■ DIRECTIONS FOR THIS TASK: Copy, from the data below, every line that has "cloud" in it.

■ Stored data entries:
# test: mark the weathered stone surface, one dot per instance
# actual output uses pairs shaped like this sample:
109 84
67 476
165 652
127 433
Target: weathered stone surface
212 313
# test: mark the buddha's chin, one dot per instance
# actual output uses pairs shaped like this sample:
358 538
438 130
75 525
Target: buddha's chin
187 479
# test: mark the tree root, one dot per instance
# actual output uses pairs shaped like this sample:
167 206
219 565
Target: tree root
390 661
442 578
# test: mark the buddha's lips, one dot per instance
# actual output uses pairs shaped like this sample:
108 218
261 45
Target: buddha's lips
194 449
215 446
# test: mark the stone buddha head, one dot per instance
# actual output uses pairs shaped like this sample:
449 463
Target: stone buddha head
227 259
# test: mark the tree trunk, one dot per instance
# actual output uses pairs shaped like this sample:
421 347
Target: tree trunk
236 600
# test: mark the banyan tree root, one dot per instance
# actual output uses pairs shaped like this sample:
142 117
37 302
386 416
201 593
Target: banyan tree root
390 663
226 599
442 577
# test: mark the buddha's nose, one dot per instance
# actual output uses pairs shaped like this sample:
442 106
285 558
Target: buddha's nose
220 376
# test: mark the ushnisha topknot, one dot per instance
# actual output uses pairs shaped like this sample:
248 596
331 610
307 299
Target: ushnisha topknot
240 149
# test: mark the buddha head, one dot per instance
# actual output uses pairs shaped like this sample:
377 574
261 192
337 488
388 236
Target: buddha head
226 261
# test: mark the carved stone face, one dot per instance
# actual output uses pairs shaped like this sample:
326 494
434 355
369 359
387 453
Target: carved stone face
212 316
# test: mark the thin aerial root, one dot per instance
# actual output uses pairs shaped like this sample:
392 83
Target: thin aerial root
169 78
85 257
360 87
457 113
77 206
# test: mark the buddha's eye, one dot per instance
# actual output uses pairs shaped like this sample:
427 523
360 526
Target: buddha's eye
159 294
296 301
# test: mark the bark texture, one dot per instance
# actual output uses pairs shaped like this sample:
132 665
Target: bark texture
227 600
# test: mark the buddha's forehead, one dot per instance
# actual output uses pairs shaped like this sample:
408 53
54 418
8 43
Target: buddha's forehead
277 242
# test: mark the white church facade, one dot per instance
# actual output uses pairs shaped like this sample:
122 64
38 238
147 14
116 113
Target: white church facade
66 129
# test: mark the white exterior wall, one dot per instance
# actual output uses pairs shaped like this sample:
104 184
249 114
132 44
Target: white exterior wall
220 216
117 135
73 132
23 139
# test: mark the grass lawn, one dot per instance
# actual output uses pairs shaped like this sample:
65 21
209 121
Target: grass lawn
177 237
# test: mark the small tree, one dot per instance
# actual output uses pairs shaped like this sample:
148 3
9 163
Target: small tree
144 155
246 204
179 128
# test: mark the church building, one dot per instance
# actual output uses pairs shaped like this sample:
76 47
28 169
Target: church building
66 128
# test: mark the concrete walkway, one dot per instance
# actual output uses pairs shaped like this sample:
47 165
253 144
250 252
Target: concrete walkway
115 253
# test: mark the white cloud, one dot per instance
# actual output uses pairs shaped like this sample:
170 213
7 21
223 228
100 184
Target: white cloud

■ TASK OUTPUT:
# test: mark the white cloud, one dot per instance
Target: white cloud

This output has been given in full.